**The task**: Restate the entries below word for word, omitting nothing.
─── Exercise data ───
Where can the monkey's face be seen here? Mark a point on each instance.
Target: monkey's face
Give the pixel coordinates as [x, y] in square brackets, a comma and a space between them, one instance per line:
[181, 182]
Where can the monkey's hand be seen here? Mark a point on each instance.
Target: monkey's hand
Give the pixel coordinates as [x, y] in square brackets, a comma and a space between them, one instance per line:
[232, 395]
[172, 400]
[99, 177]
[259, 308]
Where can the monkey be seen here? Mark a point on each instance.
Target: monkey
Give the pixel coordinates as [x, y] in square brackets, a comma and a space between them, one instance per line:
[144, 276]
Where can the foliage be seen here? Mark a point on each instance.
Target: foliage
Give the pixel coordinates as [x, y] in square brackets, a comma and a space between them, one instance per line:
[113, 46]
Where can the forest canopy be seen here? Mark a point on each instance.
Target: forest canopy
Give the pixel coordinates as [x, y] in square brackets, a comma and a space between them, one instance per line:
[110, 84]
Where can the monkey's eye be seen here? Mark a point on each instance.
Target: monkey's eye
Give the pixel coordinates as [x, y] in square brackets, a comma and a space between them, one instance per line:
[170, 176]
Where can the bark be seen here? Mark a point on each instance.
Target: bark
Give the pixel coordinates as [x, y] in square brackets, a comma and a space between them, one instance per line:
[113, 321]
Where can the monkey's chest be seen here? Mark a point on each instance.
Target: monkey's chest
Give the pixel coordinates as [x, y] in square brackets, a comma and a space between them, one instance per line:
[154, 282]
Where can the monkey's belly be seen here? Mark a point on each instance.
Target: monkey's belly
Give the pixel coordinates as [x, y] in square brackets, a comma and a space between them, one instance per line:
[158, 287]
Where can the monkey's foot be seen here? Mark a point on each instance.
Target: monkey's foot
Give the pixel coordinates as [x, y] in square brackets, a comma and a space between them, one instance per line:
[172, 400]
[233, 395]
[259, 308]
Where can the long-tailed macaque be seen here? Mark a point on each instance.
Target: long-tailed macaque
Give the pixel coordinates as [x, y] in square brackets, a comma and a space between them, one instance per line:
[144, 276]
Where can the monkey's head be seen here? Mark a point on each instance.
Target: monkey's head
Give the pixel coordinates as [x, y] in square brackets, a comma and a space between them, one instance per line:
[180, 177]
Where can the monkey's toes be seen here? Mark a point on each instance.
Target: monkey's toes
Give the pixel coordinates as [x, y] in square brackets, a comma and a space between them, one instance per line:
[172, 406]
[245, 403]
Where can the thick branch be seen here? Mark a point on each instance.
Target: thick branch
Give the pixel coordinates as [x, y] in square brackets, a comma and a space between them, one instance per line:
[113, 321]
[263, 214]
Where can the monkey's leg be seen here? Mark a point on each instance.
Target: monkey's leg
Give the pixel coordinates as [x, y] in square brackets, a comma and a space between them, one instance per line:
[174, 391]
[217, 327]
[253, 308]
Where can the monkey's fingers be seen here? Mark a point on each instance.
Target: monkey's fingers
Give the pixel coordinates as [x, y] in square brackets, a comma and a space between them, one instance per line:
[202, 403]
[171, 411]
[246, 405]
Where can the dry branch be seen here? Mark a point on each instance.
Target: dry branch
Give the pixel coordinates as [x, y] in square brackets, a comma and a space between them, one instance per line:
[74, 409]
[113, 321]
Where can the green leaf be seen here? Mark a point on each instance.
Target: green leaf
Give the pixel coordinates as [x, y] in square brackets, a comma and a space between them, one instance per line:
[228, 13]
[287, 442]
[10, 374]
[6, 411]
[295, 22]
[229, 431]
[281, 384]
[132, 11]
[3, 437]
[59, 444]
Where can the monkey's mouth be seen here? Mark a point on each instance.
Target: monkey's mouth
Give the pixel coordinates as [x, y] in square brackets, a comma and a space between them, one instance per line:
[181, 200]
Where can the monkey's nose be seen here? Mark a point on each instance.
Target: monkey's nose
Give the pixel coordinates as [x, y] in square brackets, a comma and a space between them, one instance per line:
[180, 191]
───
**Final answer**:
Where can the monkey's face be seen here? Mark a point on each instance.
Target: monkey's face
Give the pixel coordinates as [x, y] in square brackets, a comma and a space between them, one instance per line:
[181, 182]
Where can the monkey's hand be seen here? Mark a point on each instance.
Target: monkey's hand
Give the pixel coordinates as [x, y] in square brackets, a comma and a space between them, one instance per line:
[232, 395]
[172, 400]
[99, 177]
[259, 308]
Where can the monkey be seen here? Mark a point on each instance.
Target: monkey
Give the pixel coordinates as [x, y] in square brackets, a comma and a space between them, one instance per line:
[144, 276]
Where can the foliage be seen here? Mark a point on each instance.
Target: foliage
Give the pixel coordinates as [x, y] in square brackets, a comma and a space between them, one instance per line:
[113, 46]
Where can the forest canopy be seen here? Mark a point on each instance.
Target: forest canopy
Give the pixel coordinates as [x, y] in square brackets, a comma and a space between them, one instance per line:
[110, 84]
Where can the monkey's eye be seen here? Mark a point on each instance.
Target: monkey's eye
Give the pixel coordinates as [x, y] in square brackets, a comma and a space between them, one instance per line:
[170, 176]
Where can the bark be seen here? Mark a point on each instance.
Target: bark
Give the pixel coordinates as [x, y] in square brackets, a comma and a space between them, one instance per line:
[113, 321]
Where can the monkey's chest be seen here? Mark a point on each instance.
Target: monkey's chest
Give the pixel coordinates as [x, y] in square brackets, a comma and a space between them, one instance per line:
[154, 282]
Where can the monkey's belly be seen here? Mark a point on each instance.
Target: monkey's belly
Give the pixel coordinates as [x, y] in square brackets, a comma and a space between them, one instance per line:
[158, 287]
Where can the monkey's foot be seen here? Mark a point on each instance.
Target: monkey's foot
Give the pixel coordinates as [x, y] in square brackets, a comma and a space between them, one instance per line:
[172, 400]
[233, 395]
[259, 308]
Where can the long-tailed macaque be seen here? Mark a point on each instance.
Target: long-tailed macaque
Give the pixel coordinates as [x, y] in square brackets, a comma and a space between them, one instance per line:
[144, 276]
Where can the monkey's head be seen here? Mark a point on each instance.
Target: monkey's head
Give the pixel coordinates as [x, y] in square brackets, a comma and a space between them, one instance per line:
[180, 177]
Where can the monkey's toes be seen here? Mark a point on each instance.
Target: monkey's toes
Give the pixel coordinates as [x, y] in square brackets, a comma and a space between them, one instance per line:
[172, 406]
[245, 403]
Where can the thick branch be seen here? Mark a point on each instance.
Target: thick branch
Give the pixel coordinates as [x, y] in square brackets, a comma and a space between them, one instance per line:
[113, 321]
[263, 214]
Where can the monkey's leg be seen here? Mark a point on each instance.
Target: monkey's leg
Give the pixel coordinates as [x, y] in square brackets, a comma and a space between them, one instance per line:
[174, 391]
[217, 327]
[253, 308]
Where can the monkey's fingers be seen here? Mark a point on each instance.
Target: monkey's fingers
Give the pixel coordinates as [x, y] in square brackets, a comma and a space between them, one instance per line:
[202, 403]
[171, 411]
[246, 405]
Where can the dry branch be seen here? Mark a point on each instance.
Target: dry branch
Give the pixel coordinates as [x, y] in square brackets, a comma and a space between them, one instance per line:
[74, 409]
[113, 321]
Where can the green leaf be seen here? Mark a point on each instance.
Target: green leaf
Give the pixel coordinates as [x, y] in square brackets, a comma and a space between them, one instance per line:
[228, 13]
[287, 442]
[10, 374]
[6, 411]
[295, 22]
[229, 431]
[281, 384]
[132, 11]
[3, 437]
[59, 444]
Where can the monkey's mouth be seen here? Mark a point on each instance.
Target: monkey's mouth
Give the pixel coordinates as [x, y] in square brackets, a comma and a space between them, one instance per line:
[181, 200]
Where can the monkey's nose be seen here? Mark a point on each instance.
Target: monkey's nose
Give the pixel coordinates as [x, y] in square brackets, a comma and a space between them, one instance per line:
[180, 191]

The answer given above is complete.